*TASK STATEMENT*
Every entry must be given again exactly. Include no pictures.

Image point grounding data:

┏━━

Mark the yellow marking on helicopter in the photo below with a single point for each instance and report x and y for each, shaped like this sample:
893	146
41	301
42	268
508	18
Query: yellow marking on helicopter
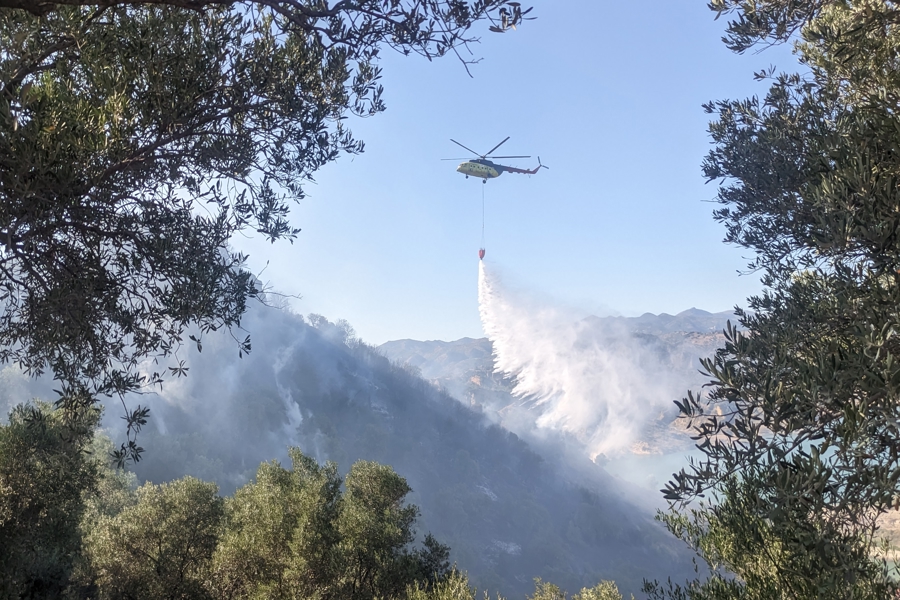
485	169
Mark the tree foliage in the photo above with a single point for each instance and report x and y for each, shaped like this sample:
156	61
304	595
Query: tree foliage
44	473
799	428
137	137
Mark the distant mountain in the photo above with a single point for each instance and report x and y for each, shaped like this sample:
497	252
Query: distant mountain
690	320
465	368
509	510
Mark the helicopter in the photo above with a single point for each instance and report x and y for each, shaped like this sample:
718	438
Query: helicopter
486	169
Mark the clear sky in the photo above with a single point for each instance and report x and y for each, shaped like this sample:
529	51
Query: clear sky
609	94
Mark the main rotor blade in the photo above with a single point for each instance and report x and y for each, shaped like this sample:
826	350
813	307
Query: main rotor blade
469	149
495	147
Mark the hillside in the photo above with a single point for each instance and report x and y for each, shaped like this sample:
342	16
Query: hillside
672	344
509	512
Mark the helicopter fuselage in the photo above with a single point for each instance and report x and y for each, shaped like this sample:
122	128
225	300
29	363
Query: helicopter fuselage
483	169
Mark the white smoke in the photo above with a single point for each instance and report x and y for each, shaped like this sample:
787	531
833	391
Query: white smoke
592	379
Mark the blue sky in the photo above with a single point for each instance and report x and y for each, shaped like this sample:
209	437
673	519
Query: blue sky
609	94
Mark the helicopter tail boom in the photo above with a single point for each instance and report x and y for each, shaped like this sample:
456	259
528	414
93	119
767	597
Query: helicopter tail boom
527	171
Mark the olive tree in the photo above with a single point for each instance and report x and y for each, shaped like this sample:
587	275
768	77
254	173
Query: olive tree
799	424
138	136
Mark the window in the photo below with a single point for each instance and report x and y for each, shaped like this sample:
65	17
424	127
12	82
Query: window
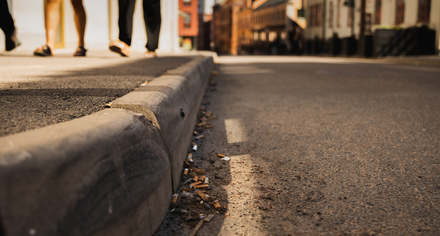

┗━━

*EXPECTED ANSWER*
Mark the yellow marking on helicopter in the photo below with a single point for each instance and report x and y for each, shaped like this sample:
893	146
41	301
42	268
508	18
Query: yellow marking on helicopter
485	169
Mark the tree foliage in the photo above with a single point for each instance and report x and y for each, shaped like this sample:
156	61
304	595
Query: tree foliage
44	473
799	428
137	137
Mark the distant mountain in the photo above with a single point for each instance and report x and y for each, shaped like this sample:
497	252
Query: distant mountain
690	320
465	368
509	510
Mark the helicopter in the photo above with a single point for each instance and report x and y for each, shaped like this sample:
718	438
Query: helicopter
486	169
Mark the clear sky in the photo above with a single point for each instance and report x and y for each, shaped like this sample:
529	51
Query: clear sky
609	94
Mark the main rotor blade in the photo above with a single point for each instance and report x and y for each, shaped like this sample:
826	350
813	307
Query: main rotor blade
469	149
495	147
Mark the hillside in the photo above with a single point for each instance and report x and y for each, shaped like this sample:
342	16
Query: hillside
672	344
509	512
Mark the helicopter fuselage in the photo above with a single point for each instance and report x and y for each, shaped like this sample:
122	128
225	300
29	363
Query: helicopter fuselage
483	169
Mark the white smoke in the photo above with a single point for each instance and report x and y for each, shaped like this sample:
787	531
833	391
Query: white smoke
592	379
Mark the blue sky in the photo above with a single point for each instance and report x and y for each, shaped like this sample:
209	437
673	519
Query: blue sky
609	94
Mark the helicopter tail boom in the photo above with a single point for each instance and report x and y for each, shaped like this sample:
456	259
528	414
93	119
767	597
Query: helicopter tail boom
527	171
Mark the olive tree in the photo above with a single point for each instance and report x and y for each, shaped like this sample:
587	275
768	77
254	173
Query: olive tree
799	424
138	136
Mark the window in the photo below with a single point for each instance and report x and y for each, shaped like this sample:
65	17
424	127
12	82
Query: window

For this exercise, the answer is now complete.